§ Your instructions
From the data that follows, copy every line holding the string "single".

§ Data supplied
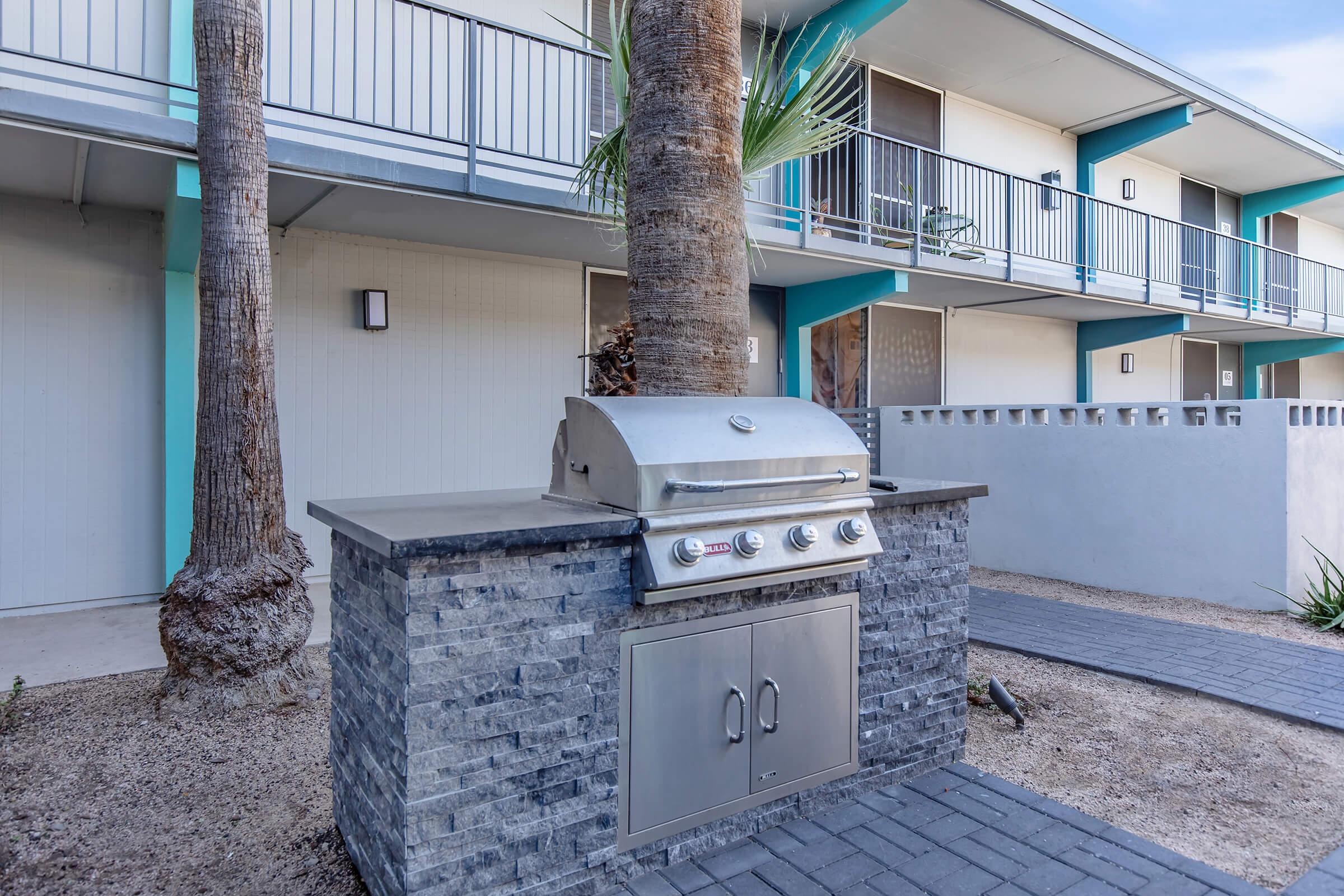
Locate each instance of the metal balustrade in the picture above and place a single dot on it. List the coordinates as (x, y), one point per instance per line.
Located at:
(409, 76)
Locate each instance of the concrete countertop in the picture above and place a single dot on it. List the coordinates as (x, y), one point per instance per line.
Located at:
(925, 492)
(416, 526)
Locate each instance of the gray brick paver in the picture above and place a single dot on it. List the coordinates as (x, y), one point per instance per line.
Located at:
(1039, 848)
(1281, 678)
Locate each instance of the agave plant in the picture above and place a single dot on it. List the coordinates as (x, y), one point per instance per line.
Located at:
(1324, 604)
(787, 116)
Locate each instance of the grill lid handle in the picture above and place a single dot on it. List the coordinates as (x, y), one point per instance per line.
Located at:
(839, 477)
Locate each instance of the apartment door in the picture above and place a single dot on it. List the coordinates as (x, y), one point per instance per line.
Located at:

§ Exercise answer
Locate each instance of the metal balustrade in the picture above and place a single dot on it. List the coordinates as (x, y), one point per instance per line.
Locate each instance of the concrete countertop in the picture above and place a single dot on it. List the coordinates as (x, y), one point per instance per line.
Locate each instance of the gray brick paver in the picture above and place a single dot on it. List the coordinates as (x, y), one point per instance per line.
Locate each instance of the agave plant in the picture above and place a single dot on it. List the coordinates as (x, y), one point per instance per line.
Locate each instance of the grill lid handle in the picture above and place a single dot on it. List the coordinates as (x, y), one point per instance per line.
Locate each instance of the apartment door in the picture above and place a single dot on it. List the coordinates as (x, y), one point per instance per line.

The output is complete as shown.